▶ About this task: Word for word, retype the lines from the one containing "Target: short dark hair" to the last line of the data below, both ends included.

*** Material shown Section Begins ***

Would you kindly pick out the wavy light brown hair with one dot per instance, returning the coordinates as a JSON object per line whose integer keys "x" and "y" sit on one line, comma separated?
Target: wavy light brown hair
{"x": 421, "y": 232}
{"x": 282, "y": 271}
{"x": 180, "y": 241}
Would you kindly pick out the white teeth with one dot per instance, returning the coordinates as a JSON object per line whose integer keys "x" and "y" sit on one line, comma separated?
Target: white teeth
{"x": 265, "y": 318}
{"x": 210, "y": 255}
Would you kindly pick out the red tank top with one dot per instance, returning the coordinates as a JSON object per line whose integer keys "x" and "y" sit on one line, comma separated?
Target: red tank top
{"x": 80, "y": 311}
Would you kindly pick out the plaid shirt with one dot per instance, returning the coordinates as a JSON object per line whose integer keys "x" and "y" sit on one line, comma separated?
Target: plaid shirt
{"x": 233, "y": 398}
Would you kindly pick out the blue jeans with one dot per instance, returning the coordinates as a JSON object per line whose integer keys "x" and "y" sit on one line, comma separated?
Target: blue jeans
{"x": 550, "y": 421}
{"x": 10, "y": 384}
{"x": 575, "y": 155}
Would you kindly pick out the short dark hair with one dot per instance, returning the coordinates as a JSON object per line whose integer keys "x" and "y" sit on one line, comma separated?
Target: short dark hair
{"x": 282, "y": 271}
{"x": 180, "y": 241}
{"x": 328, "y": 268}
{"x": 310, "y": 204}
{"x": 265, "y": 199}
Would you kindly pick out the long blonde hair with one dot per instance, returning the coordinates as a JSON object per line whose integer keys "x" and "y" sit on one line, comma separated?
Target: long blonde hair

*** Material shown Section Ends ***

▶ Expected answer:
Target: short dark hair
{"x": 282, "y": 271}
{"x": 180, "y": 241}
{"x": 328, "y": 268}
{"x": 310, "y": 204}
{"x": 265, "y": 199}
Would you kindly pick out the long blonde hair with one dot per instance, returning the coordinates as a JSON object per line whose integer keys "x" and "y" sit on one line, comma separated?
Target: long blonde hair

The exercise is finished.